[begin Exercise input]

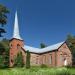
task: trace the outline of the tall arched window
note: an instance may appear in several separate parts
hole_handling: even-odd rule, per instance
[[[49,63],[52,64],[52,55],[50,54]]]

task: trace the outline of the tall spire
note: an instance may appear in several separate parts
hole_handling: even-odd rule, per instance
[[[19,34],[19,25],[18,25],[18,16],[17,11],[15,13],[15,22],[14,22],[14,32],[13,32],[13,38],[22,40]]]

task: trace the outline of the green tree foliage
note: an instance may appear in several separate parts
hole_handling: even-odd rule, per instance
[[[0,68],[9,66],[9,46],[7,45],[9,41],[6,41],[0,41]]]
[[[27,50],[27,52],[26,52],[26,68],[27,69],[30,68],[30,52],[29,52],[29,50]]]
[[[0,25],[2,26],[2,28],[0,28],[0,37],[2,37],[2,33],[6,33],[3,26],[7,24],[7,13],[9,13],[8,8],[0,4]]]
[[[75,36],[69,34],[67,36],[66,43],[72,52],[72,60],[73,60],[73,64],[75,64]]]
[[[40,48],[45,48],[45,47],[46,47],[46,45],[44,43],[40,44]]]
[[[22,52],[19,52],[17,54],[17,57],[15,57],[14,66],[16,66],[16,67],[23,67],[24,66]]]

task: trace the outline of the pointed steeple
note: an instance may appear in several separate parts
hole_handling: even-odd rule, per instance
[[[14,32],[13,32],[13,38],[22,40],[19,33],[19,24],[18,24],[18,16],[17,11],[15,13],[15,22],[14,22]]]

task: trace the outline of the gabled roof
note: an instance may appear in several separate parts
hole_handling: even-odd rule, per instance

[end Exercise input]

Set problem: Print, character for character, the part of the rows above that opens with the line containing "task: trace the outline of the pointed" and runs through the last line of the rows, including both of those lines.

Answer below:
task: trace the outline of the pointed steeple
note: an instance may appear in several separate parts
hole_handling: even-odd rule, per instance
[[[14,32],[13,32],[13,38],[22,40],[19,33],[19,24],[18,24],[18,16],[17,11],[15,13],[15,22],[14,22]]]

task: trace the outline of the gabled roof
note: an instance may appear in several separate parts
hole_handling: even-odd rule, per instance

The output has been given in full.